# [GIVEN INFORMATION]
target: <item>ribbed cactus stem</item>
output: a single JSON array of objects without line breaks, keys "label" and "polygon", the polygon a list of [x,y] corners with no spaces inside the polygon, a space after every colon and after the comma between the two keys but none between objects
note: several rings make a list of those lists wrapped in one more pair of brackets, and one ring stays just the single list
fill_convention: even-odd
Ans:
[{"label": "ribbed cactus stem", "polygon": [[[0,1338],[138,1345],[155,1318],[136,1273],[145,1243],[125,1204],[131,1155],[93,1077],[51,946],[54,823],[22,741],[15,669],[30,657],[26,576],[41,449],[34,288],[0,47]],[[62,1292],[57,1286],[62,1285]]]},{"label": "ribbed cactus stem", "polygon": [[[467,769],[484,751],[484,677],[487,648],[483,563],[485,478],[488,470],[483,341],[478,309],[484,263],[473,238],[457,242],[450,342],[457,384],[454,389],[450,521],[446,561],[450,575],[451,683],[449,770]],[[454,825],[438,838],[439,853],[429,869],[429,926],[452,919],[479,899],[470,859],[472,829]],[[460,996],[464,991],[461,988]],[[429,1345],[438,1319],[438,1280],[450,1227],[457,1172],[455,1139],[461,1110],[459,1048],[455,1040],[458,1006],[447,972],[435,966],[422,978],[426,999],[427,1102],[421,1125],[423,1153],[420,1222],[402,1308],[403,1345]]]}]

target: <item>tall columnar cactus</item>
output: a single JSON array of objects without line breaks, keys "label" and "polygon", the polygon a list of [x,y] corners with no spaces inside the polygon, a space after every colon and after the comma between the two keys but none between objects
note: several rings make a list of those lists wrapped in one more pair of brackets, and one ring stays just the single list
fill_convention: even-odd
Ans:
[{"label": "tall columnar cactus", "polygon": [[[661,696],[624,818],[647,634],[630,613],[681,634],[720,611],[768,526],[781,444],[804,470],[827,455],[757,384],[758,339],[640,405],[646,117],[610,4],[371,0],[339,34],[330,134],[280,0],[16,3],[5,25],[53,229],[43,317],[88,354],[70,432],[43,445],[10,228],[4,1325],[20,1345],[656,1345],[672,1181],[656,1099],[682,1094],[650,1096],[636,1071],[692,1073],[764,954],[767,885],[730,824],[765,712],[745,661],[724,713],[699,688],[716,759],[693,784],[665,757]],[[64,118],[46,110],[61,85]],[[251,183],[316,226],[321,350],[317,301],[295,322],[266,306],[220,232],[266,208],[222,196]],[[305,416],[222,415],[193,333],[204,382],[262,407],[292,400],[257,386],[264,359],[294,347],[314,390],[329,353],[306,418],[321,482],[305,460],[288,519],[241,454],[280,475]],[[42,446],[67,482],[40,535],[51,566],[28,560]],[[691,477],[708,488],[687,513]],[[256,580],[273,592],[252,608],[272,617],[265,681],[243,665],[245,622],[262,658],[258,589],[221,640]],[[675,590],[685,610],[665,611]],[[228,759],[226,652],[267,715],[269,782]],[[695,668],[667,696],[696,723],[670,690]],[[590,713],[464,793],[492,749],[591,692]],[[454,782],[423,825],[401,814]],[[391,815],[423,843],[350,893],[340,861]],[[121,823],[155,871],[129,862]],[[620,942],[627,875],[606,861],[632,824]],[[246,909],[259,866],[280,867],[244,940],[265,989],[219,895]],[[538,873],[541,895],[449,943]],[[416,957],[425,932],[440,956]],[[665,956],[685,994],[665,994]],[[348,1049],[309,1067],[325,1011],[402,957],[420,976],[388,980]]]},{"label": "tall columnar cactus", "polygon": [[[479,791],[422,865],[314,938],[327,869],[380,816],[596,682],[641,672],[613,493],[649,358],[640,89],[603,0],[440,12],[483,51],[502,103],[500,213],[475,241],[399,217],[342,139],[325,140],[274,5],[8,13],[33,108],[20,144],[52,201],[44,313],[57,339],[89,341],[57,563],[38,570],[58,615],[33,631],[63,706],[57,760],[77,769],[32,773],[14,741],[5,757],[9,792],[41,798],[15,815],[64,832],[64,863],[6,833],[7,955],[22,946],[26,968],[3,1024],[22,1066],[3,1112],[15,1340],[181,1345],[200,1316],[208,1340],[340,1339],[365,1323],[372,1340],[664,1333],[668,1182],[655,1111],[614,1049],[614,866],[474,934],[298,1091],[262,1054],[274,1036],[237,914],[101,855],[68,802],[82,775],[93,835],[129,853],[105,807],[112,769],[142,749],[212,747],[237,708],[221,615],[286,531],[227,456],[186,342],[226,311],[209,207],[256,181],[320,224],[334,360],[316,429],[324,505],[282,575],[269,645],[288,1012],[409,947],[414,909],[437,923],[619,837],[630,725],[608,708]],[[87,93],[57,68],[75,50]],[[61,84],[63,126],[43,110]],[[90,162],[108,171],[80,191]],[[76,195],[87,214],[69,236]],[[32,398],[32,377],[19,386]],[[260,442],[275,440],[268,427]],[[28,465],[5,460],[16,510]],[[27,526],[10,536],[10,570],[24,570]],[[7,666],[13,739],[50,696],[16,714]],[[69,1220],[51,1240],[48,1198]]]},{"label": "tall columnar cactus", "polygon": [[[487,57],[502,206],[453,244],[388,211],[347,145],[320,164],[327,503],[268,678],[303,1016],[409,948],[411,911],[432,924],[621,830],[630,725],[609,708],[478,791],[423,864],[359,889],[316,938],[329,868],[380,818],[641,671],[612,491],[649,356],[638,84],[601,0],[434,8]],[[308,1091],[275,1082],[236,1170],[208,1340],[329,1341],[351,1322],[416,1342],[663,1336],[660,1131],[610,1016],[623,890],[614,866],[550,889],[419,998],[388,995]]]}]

# [DESCRIPTION OF THE TASK]
How many lines in the records above contain the word "target"? Answer with the number alone.

# [TASK ANSWER]
2